▸ How to complete this task
Look through the data below, tally the lines where "paved" occurs, and write the total alone.

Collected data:

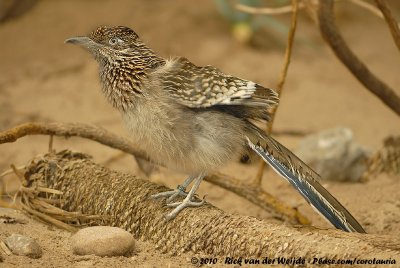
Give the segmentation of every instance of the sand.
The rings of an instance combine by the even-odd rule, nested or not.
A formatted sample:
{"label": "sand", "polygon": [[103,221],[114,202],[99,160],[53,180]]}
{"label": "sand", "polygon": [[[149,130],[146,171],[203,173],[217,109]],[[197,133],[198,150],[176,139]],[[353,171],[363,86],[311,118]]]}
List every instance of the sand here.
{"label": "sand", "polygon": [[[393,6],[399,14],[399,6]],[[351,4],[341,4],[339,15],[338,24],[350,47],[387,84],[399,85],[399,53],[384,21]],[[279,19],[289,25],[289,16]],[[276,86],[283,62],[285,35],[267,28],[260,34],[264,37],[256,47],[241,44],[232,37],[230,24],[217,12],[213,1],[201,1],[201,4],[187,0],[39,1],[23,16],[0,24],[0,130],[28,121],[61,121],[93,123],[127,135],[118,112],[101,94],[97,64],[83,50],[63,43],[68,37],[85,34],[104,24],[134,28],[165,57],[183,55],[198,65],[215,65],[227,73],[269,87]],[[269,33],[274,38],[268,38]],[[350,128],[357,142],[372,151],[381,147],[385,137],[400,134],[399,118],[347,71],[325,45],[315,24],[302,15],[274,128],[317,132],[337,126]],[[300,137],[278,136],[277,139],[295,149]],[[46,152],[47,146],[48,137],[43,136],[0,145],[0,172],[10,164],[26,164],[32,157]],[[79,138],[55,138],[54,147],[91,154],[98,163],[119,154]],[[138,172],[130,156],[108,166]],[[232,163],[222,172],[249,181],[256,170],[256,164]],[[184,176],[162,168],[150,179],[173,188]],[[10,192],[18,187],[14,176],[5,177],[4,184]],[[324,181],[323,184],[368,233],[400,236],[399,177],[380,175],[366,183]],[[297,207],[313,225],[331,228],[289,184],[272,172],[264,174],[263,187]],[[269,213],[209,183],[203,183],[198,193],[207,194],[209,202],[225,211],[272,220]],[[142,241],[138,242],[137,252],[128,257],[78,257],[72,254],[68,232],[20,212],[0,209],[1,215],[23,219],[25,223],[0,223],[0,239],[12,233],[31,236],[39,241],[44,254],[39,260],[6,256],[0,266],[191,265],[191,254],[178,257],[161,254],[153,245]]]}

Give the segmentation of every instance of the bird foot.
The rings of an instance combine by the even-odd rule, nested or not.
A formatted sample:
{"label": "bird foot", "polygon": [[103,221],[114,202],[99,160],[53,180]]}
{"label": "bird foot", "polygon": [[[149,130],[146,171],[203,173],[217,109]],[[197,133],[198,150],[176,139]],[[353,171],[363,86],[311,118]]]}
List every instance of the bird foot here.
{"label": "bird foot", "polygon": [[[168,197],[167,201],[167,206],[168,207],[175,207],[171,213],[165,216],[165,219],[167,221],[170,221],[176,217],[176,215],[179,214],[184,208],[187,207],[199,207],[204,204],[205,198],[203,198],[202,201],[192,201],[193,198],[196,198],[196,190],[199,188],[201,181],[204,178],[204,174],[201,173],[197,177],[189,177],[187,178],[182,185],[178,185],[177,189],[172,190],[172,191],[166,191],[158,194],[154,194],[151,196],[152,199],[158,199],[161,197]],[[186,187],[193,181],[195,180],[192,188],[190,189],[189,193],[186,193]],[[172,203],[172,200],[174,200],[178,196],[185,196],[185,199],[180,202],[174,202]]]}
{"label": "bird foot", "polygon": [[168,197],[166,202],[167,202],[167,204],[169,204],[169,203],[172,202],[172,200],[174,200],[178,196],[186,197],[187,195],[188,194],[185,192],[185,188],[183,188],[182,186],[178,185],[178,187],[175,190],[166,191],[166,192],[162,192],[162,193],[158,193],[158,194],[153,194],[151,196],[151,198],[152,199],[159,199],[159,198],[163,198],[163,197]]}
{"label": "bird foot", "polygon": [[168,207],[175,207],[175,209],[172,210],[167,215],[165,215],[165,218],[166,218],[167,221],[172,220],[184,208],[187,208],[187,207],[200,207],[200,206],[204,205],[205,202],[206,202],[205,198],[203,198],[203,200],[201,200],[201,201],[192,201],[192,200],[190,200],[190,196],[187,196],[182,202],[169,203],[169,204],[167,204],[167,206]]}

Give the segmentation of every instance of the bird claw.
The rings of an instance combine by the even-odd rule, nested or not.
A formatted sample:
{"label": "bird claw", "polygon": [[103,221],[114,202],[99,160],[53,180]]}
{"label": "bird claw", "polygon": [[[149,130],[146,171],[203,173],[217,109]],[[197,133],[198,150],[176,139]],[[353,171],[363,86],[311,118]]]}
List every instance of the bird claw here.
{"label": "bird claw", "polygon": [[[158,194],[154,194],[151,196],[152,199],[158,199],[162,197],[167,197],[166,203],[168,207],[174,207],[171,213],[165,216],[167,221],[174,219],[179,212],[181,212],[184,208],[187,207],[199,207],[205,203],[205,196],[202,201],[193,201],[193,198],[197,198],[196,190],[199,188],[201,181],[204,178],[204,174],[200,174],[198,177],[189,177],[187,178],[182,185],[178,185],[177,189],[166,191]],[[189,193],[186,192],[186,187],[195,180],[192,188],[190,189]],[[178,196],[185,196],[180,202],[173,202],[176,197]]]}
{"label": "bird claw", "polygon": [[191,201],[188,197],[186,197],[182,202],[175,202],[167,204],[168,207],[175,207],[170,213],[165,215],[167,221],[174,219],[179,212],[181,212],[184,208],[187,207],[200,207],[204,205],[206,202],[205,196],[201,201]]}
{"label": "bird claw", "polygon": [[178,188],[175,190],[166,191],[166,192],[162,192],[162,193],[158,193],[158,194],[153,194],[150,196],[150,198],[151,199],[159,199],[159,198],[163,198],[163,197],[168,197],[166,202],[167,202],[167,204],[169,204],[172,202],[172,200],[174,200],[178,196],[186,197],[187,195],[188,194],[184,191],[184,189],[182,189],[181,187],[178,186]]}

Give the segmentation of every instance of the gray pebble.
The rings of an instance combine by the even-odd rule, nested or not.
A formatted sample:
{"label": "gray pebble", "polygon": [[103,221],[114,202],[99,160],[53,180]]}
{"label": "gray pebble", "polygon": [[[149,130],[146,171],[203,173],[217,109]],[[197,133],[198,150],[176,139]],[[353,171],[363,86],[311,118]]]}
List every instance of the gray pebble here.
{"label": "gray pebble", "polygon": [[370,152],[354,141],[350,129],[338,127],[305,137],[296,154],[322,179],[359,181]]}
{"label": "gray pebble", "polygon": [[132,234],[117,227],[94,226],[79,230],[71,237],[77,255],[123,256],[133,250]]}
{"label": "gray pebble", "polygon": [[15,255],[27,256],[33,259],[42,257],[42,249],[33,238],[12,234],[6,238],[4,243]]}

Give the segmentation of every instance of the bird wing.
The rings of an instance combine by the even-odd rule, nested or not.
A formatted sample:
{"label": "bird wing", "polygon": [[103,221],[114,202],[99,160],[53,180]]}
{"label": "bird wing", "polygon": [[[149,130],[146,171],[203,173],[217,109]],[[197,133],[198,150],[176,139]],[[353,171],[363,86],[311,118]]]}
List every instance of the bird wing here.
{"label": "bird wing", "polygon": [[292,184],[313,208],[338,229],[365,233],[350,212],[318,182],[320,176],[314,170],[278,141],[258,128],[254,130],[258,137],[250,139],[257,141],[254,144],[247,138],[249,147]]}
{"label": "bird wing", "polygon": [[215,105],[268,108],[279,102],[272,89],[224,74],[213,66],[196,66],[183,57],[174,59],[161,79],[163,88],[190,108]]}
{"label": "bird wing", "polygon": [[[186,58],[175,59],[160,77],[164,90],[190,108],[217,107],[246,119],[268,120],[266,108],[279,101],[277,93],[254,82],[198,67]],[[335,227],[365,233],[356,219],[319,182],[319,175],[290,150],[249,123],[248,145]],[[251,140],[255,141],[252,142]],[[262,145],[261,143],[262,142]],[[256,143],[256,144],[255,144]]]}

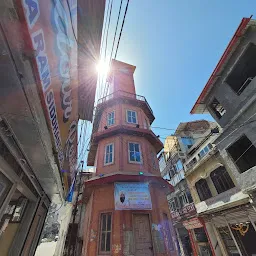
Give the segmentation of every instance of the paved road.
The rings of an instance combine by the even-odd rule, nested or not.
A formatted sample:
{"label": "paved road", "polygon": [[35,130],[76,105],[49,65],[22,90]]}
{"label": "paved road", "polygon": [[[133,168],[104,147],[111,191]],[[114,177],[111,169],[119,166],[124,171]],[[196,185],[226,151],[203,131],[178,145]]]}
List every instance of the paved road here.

▸ Task output
4